## Provided passage
-------------------------
The elements, however, seem to take the matter very quietly: they did
not even usher in this morning with triple suns and a shower of blood,
symbolical of the three potent heroes, and the mighty claret-shed of
the day. --For me, as Thomson in his Winter says of the storm--I shall
"Hear astonished, and astonished sing"
The whistle and the man; I sing
The man that won the whistle, &c.
Here are we met, three merry boys,
Three merry boys I trow are we;
And mony a night we've merry been,
And mony mae we hope to be.
Wha first shall rise to gang awa,
A cuckold coward loun is he:
Wha _last_ beside his chair shall fa',
He is the king amang us three.
To leave the heights of Parnassus and come to the humble vale of
prose. --I have some misgivings that I take too much upon me, when I
request you to get your guest, Sir Robert Lowrie, to frank the two
enclosed covers for me, the one of them to Sir William Cunningham, of
Robertland, Bart. at Kilmarnock,--the other to Mr. Allan Masterton,
Writing-Master, Edinburgh. The first has a kindred claim on Sir
Robert, as being a brother Baronet, and likewise a keen Foxite; the
other is one of the worthiest men in the world, and a man of real
genius; so, allow me to say, he has a fraternal claim on you. I want
them franked for to-morrow, as I cannot get them to the post
to-night. --I shall send a servant again for them in the evening.
Wishing that your head may be crowned with laurels to-night, and free
from aches to-morrow,
I have the honour to be, Sir,
Your deeply indebted humble Servant,
R. B.
* * * * *
CLXXIII.
TO CAPTAIN RIDDEL.
-------------------------
## Data rows
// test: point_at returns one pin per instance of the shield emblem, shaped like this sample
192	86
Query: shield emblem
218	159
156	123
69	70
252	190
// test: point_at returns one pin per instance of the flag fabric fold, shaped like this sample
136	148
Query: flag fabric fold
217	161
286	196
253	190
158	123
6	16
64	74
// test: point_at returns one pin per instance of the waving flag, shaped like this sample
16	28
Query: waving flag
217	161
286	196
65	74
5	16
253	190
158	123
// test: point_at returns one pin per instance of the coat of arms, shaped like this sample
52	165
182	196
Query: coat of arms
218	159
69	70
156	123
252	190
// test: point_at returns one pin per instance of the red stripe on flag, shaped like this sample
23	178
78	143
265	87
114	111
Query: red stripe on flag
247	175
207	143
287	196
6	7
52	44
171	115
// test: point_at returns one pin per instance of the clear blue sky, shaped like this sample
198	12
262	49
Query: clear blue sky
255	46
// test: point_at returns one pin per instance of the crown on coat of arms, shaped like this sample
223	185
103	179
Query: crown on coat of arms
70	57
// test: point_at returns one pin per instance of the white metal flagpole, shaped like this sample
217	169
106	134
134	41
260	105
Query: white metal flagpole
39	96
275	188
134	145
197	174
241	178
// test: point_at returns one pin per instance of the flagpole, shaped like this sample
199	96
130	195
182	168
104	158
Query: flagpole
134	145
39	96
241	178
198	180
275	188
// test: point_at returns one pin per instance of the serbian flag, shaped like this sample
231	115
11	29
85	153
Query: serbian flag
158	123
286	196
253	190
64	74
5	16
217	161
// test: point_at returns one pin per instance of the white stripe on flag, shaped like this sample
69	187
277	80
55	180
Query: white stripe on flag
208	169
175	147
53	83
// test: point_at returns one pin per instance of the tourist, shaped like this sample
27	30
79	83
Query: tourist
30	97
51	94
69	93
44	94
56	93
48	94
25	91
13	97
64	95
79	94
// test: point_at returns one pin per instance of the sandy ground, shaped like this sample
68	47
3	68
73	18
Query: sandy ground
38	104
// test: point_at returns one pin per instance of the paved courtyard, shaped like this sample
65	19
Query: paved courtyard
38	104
-------------------------
## What is needed
In the letter above, what claim does the writer say each addressee of the two enclosed covers has, and on what grounds?

## Written solution
Sir William Cunningham has a kindred claim on Sir Robert Lowrie because he is a brother Baronet and also a keen Foxite. Mr. Allan Masterton has a fraternal claim on the person addressed because he is one of the worthiest men in the world and a man of real genius.